§ Set task
Please repeat the data starting at the line containing "Each instance of the patch" and ending at the end of the data, shifting every coordinate in the answers up by 134 and keeping all other lines unchanged. Leave the pictures out.

§ Input rows
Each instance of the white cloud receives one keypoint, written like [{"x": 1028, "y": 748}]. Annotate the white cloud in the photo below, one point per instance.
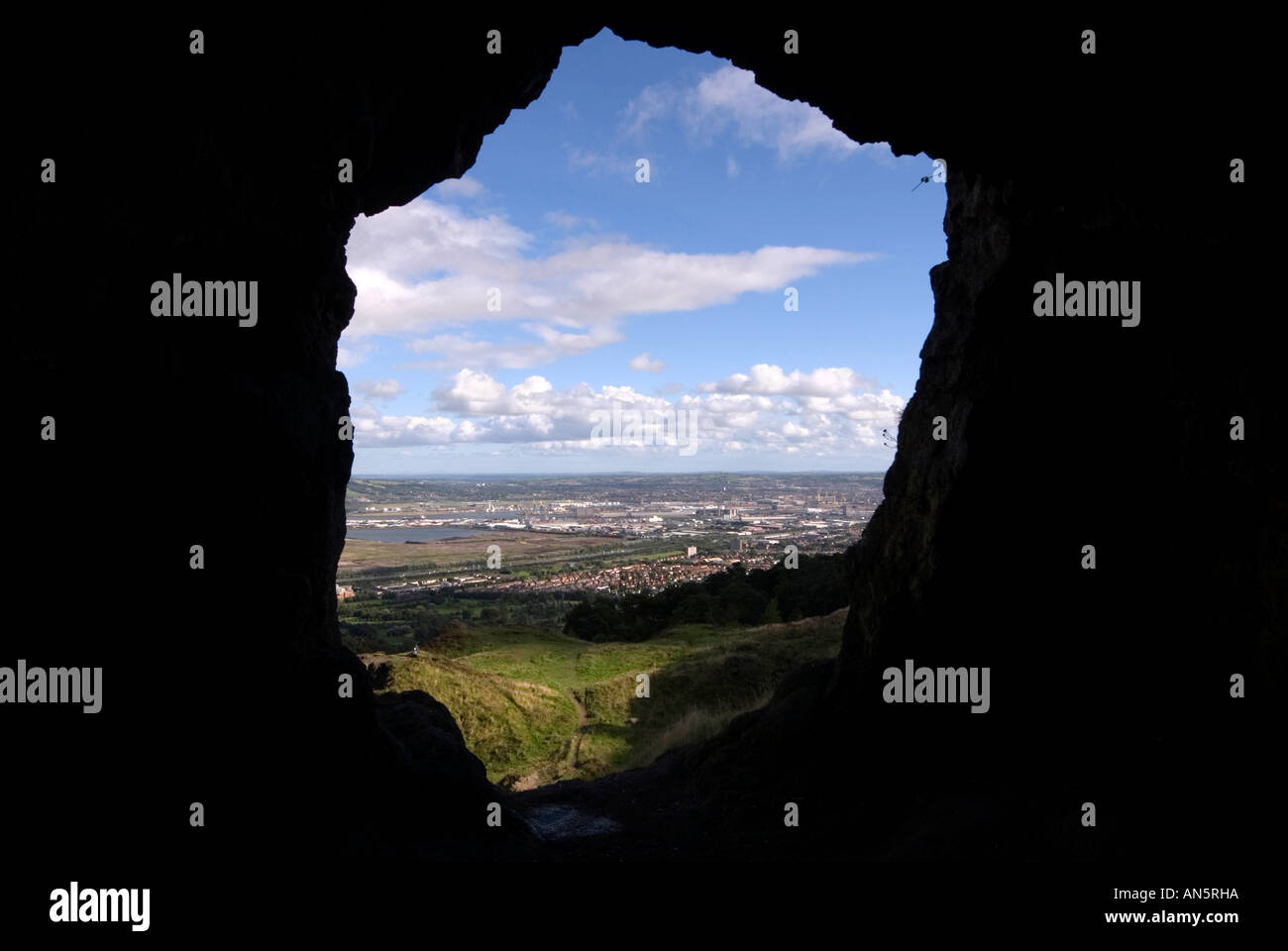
[
  {"x": 767, "y": 377},
  {"x": 532, "y": 415},
  {"x": 567, "y": 222},
  {"x": 729, "y": 99},
  {"x": 644, "y": 364},
  {"x": 428, "y": 266}
]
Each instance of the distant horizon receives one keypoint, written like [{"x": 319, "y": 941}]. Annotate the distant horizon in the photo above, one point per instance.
[
  {"x": 404, "y": 476},
  {"x": 656, "y": 260}
]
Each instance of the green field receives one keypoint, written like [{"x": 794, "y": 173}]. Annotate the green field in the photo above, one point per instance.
[{"x": 518, "y": 690}]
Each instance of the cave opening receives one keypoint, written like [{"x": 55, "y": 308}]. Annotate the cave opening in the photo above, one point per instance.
[{"x": 627, "y": 313}]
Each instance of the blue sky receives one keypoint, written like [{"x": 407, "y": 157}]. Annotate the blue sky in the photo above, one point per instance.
[{"x": 549, "y": 312}]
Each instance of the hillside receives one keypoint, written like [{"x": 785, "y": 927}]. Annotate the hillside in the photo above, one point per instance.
[{"x": 537, "y": 706}]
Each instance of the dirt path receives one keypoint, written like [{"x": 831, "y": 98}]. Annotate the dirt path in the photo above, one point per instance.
[{"x": 581, "y": 726}]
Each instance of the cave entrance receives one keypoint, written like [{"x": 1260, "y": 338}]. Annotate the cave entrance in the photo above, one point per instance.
[{"x": 606, "y": 451}]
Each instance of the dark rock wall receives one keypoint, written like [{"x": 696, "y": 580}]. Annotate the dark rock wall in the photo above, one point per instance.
[{"x": 220, "y": 685}]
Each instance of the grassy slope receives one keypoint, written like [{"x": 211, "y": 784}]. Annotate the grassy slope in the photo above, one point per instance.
[{"x": 509, "y": 689}]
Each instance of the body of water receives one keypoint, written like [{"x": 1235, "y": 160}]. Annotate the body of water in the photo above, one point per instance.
[{"x": 429, "y": 534}]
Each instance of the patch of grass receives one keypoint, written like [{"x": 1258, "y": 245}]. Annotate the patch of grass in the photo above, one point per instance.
[{"x": 507, "y": 686}]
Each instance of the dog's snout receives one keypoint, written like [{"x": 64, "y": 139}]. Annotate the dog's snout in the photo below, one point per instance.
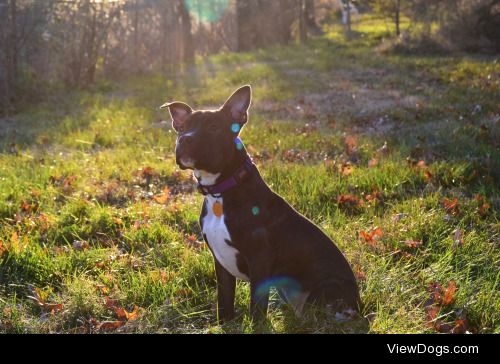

§ Final answer
Each instance of the patch of grass receives one keypoint, written like [{"x": 1258, "y": 245}]. Annotate the patch of grass in the photo above, one point per instance.
[{"x": 641, "y": 820}]
Each instance of the dog's snout receives one keypoint, written like [{"x": 64, "y": 139}]. Annotate the dog's snout in the photo below, one point per instance.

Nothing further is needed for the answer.